_PROVIDED TEXT_
************
There are some similarities across spectra produced by different slags. In fact, the results thst were obtained for the trials performed with additions of 1 g of O1, 1 g of S1 and 1 g of O2 seems comparable. Moreover, the spectra produced by those trials are also similar to the one obtained after the trial using a 0.25 g addition of CaO. To facilitate the comparison, the intensities of these 4 spectra have been normalized to a 100% value, as shown in Figure 9. As is it possible to notice, all the main peaks of reaction products obtained after the neutralization made using 0.25 g additions of CaO are present in the spectra of the residues obtained with the slag samples. For slag samples O1 and S1 almost the entire spectra can be described by the CaCl₂·nH₂O peaks. On the other hand, when looking at the spectrum obtained by the reaction products made by slag O2, the match is only partial, and at least another phase in present. In addition, the peaks corresponding to CaCl₂·nH₂O seem to decrease in intensity in favor of other phases, either when the initial weight of slag used for neutralization was reduced or increased. It should be pointed out that Slag S2 was not grouped with the others, because the XRD spectra produced (as shown in Figure 8) were clearly different from the other reaction products obtained.

4. Discussion

The purpose of this research work is to progress the studies on the use of slag as a reactant for acidic waste waters treatment. This application is of interest especially in cases when the slag composition does not easily allow for a proper recycling in the state-of-the-art applications, namely as part of cement or asphalt mixtures. The same kinetic conditions of previous experiments [15,16] has been maintained, although the methodology has been improved in order to better study the effect of different mineral compositions on the neutralization performance. The same four slag samples used in the current research were first tested in a first feasibility study [15]. This previous study did not focus on the particle sizes and mineral compositions of the slag samples. In addition, industrial waste waters with unknown compositions with pH values ranging between 1 to 2 were used. Moreover, the study aimed at measuring the amount of slag needed to reach pH 9 ± 0.2 by minute 30 by using a method that is highly influenced by the kinetic of the mineral dissolution. The obtained results showed that only slag samples O1 and S1 properly rose the pH to the desired values, and 40 to 50 g of slag per liter of industrial waste waters were needed. The following study by the same authors reduced and homogenized the particle size (≤63 μm) of the slag samples and replicated the same experimental methodology [16]. Contrary to previous findings, in that study even slag O2 (EAF slag) reached the desired pH value, but not slag S2 (AOD slag). The study found that the O1 and S1 slag (landfill slags) samples were the best performing ones, utilizing approximately 20–25 g/L to reach a pH value of 9 in 30 min, whereas slag O2 needed roughly 40 g/L to reach the same target. Thus, the quantity of slag needed was halved due to a decrease in particle size. It should be noted that no possible connections between the pH levels obtained and the mineral composition could be drawn, as the latter was still not assessed.
************
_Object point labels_
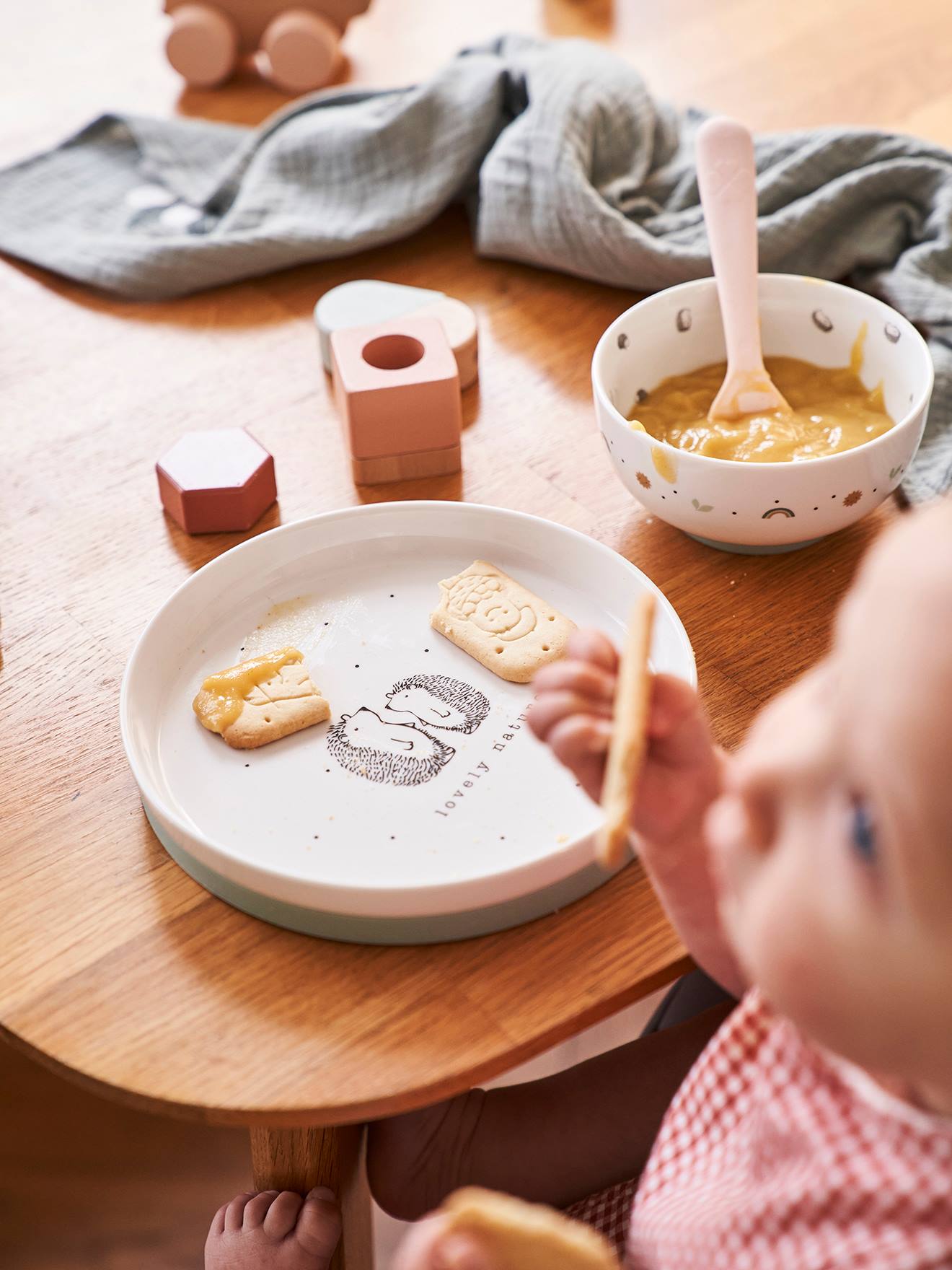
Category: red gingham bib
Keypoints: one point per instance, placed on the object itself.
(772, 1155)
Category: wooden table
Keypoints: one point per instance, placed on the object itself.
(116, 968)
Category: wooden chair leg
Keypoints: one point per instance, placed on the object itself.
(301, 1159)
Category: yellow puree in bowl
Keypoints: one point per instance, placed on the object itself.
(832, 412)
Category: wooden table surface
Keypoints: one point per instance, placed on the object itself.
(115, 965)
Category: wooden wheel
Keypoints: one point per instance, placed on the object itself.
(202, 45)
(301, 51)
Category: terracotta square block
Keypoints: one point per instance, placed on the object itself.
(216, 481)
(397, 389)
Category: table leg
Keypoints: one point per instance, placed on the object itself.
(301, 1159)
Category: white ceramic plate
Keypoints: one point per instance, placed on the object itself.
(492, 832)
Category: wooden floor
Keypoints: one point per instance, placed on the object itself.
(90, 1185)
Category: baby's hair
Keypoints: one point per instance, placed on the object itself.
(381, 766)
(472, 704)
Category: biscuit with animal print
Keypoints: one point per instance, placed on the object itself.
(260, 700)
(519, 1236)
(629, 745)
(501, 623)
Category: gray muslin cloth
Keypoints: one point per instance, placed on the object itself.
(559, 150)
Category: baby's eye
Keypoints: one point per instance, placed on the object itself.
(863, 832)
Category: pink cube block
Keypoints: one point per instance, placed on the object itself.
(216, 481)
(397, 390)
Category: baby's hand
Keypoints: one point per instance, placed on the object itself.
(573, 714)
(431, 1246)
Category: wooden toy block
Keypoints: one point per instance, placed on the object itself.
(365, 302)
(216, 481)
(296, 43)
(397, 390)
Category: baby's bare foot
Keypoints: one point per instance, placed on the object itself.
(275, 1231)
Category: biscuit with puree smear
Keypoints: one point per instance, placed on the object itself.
************
_REQUEST_
In the slag neutralization text, about how much of slag O2 per liter was needed to reach pH 9 in 30 minutes in the study with reduced particle size?

_EXERCISE RESPONSE_
Roughly 40 g/L.